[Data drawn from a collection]
[Begin]
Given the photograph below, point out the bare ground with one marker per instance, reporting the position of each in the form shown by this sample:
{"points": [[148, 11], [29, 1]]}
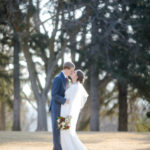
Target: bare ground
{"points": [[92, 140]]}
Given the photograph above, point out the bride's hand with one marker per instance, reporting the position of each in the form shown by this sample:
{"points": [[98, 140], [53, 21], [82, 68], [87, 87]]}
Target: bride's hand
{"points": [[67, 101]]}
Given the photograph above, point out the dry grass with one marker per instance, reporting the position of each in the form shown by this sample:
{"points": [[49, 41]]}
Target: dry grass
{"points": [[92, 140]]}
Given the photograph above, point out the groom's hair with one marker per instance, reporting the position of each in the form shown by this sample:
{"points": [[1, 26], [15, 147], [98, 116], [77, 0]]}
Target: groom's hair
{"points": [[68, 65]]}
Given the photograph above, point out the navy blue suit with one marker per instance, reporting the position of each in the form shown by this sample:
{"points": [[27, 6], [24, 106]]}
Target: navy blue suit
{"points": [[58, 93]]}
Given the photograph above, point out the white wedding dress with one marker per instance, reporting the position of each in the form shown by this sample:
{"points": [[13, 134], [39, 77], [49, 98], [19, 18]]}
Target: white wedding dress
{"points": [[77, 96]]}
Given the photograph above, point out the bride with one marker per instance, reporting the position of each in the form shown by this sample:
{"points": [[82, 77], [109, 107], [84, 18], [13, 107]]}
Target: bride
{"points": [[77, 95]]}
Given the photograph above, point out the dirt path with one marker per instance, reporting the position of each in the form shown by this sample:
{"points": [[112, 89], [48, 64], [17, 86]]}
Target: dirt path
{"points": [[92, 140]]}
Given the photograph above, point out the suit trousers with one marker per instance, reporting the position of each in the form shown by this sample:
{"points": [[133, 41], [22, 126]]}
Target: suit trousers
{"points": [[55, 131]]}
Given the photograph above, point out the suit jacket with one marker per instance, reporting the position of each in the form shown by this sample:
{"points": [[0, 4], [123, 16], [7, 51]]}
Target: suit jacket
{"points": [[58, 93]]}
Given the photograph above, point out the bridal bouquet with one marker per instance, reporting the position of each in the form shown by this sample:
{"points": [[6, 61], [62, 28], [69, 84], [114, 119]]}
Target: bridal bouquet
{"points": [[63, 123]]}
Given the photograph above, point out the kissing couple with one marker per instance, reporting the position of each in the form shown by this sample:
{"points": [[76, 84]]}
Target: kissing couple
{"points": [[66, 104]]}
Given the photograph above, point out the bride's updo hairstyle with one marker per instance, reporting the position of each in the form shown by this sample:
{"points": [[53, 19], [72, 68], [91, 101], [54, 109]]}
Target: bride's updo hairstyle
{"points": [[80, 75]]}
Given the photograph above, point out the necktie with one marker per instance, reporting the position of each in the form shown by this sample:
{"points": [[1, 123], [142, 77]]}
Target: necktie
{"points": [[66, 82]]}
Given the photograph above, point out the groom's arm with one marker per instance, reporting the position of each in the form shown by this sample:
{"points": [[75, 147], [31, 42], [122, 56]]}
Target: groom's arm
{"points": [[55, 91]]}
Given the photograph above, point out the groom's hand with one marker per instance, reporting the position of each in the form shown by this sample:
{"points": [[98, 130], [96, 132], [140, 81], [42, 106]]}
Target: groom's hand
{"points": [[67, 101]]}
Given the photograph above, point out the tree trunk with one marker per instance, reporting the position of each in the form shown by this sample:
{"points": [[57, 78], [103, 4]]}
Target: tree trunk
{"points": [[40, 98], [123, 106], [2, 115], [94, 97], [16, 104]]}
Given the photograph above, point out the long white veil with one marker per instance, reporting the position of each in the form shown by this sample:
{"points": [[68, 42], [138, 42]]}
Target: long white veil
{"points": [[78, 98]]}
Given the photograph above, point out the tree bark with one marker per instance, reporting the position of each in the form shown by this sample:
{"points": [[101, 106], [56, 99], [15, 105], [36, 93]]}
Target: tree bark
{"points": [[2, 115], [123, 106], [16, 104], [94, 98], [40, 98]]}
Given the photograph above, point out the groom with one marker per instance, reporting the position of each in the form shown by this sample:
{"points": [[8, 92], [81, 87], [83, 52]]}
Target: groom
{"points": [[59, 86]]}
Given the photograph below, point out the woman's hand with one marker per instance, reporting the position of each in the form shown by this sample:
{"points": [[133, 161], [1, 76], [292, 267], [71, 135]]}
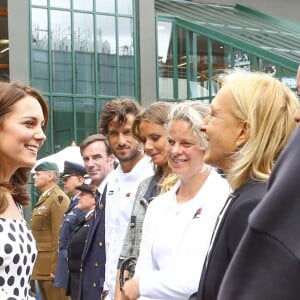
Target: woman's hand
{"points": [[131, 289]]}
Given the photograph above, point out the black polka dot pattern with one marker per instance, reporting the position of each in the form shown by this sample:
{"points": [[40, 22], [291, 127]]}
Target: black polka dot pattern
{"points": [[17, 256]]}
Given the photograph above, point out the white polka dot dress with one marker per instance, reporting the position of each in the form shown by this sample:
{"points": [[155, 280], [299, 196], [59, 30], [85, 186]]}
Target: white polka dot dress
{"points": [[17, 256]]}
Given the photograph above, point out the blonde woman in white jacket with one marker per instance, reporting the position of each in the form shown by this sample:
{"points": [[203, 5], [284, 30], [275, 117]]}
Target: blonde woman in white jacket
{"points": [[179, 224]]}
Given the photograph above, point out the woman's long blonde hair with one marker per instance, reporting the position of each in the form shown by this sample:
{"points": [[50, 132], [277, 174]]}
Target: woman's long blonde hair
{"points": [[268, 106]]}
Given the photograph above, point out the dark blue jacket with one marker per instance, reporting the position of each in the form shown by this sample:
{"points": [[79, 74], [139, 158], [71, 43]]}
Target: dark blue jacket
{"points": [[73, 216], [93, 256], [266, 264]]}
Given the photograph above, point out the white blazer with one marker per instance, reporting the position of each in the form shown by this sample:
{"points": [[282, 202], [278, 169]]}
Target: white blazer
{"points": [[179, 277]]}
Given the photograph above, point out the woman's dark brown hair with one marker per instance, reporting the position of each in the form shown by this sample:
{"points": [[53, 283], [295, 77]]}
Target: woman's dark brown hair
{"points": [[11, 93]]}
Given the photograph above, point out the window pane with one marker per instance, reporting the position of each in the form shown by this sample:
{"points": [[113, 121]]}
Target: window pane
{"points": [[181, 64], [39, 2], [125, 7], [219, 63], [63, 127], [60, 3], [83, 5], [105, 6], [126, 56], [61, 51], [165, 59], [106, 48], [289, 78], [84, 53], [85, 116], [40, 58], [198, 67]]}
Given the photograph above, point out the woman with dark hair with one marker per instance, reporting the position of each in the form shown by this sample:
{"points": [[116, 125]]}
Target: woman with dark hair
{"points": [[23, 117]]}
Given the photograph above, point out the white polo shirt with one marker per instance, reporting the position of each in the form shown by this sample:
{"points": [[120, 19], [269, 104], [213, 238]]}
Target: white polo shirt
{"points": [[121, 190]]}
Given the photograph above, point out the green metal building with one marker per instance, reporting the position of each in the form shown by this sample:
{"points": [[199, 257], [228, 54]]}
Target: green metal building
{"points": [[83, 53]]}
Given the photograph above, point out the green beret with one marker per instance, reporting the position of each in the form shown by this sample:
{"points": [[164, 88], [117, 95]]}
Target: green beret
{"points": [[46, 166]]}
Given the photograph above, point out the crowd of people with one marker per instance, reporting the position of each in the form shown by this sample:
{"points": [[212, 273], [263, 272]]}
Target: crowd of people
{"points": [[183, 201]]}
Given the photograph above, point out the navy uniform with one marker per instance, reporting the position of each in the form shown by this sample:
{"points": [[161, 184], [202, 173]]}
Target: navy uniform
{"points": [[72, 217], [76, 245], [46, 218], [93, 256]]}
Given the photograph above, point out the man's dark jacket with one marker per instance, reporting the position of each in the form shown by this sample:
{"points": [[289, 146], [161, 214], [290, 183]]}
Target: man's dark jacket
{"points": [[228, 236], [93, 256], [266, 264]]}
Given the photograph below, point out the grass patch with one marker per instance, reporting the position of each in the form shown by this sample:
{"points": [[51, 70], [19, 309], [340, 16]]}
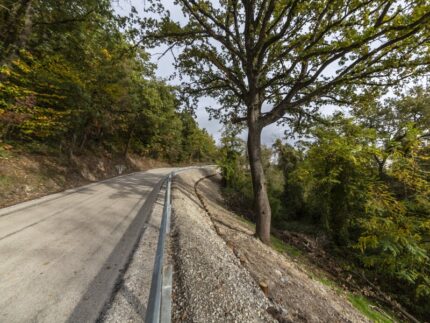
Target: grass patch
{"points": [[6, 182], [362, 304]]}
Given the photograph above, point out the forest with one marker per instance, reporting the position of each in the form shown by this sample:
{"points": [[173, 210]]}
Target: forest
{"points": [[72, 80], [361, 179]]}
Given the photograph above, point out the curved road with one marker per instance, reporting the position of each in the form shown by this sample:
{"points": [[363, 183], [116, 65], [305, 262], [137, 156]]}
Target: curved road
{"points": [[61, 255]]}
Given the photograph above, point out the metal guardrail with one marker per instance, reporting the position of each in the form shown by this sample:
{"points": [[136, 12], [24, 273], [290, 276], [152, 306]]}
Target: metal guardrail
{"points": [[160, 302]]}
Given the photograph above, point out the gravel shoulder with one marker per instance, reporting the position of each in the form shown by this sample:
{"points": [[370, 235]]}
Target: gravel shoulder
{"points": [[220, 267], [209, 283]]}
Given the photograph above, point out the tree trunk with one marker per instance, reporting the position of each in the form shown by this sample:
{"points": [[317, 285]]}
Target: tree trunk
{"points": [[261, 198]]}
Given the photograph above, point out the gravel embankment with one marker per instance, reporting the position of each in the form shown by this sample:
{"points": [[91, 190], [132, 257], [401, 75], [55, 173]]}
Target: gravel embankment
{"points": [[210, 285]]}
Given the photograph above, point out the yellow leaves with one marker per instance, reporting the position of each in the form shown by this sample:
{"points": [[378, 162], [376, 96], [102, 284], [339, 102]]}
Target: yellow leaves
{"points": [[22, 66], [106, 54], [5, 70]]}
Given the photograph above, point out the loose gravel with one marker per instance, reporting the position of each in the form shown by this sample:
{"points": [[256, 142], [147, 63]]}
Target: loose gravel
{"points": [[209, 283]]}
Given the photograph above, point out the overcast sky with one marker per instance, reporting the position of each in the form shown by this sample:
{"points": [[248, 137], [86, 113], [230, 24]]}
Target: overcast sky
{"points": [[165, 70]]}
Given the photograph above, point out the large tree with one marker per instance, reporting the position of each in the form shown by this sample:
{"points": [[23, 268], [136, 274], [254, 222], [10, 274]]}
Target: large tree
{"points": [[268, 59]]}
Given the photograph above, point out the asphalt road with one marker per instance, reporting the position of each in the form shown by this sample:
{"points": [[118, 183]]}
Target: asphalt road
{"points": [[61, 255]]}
[End]
[Begin]
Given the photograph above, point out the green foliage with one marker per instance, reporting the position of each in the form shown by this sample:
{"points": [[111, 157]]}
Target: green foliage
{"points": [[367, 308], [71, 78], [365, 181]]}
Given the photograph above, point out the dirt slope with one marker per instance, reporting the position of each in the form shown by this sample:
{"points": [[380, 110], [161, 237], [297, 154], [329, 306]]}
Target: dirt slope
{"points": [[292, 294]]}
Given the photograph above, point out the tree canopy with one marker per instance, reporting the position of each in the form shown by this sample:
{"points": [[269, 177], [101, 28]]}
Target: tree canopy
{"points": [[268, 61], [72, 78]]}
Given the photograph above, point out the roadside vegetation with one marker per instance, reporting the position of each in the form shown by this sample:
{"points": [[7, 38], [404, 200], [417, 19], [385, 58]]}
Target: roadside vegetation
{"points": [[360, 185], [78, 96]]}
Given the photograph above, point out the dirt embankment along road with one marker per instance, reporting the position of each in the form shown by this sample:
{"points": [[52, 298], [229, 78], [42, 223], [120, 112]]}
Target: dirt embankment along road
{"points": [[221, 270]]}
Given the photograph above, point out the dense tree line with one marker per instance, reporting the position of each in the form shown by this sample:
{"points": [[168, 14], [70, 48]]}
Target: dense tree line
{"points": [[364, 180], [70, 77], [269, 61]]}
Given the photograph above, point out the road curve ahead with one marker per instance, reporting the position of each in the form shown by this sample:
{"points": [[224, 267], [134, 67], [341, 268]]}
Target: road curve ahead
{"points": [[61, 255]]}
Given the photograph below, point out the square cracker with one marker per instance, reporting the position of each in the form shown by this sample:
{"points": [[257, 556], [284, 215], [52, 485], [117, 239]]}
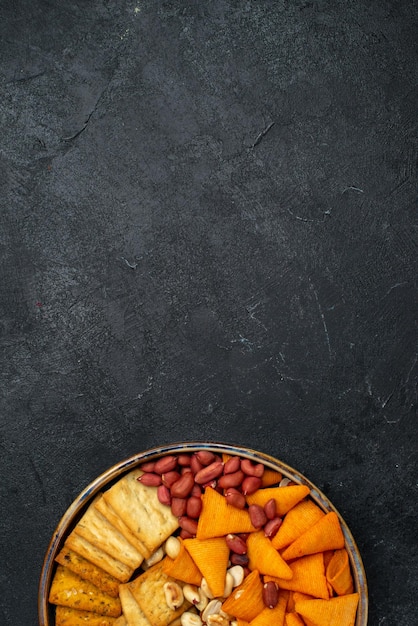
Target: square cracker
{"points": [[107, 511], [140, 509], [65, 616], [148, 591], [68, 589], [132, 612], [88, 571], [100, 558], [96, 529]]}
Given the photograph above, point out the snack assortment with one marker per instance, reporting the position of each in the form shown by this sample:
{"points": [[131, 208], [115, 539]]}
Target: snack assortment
[End]
[Begin]
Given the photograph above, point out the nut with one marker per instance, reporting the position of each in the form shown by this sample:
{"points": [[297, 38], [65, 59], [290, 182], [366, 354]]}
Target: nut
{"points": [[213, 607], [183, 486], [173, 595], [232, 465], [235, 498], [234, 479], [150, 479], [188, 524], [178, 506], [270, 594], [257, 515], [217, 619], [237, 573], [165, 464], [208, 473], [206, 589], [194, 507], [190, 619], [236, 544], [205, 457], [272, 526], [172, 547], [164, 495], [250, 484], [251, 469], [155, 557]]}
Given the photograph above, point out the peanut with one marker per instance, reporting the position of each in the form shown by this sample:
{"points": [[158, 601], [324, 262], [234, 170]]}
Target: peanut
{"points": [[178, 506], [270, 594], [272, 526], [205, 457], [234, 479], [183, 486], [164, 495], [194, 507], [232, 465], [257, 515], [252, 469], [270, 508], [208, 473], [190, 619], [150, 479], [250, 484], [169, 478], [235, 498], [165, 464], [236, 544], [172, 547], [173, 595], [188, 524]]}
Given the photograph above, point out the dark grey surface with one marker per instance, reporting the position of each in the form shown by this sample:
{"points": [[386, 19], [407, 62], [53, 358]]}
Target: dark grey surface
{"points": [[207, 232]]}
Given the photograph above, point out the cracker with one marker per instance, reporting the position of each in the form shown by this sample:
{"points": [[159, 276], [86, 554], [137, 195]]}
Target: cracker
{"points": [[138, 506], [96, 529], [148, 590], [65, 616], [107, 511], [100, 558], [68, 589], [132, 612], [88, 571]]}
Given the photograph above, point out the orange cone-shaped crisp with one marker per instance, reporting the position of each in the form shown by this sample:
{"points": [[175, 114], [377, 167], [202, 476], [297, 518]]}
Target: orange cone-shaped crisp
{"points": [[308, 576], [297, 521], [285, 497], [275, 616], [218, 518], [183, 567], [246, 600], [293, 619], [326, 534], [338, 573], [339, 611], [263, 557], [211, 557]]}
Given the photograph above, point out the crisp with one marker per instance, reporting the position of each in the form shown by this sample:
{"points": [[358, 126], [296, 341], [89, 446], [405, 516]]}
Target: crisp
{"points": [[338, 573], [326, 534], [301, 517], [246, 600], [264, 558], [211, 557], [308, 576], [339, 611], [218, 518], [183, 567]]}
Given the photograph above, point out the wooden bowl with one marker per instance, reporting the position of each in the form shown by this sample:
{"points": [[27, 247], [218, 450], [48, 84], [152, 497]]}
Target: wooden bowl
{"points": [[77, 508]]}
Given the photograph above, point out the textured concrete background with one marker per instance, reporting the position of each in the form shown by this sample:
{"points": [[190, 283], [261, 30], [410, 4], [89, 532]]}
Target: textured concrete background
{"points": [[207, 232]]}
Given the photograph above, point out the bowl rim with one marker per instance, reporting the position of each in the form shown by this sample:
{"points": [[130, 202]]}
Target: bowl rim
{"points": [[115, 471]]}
[End]
_Exercise task:_ Please pull out every line of the entries above that contains the word "yellow", copying each such line in full.

_Solution to the problem:_
Given the photograph above, point out the yellow leaves with one marker per instance, reporting the position of each in the form shown by this sample:
Target: yellow leaves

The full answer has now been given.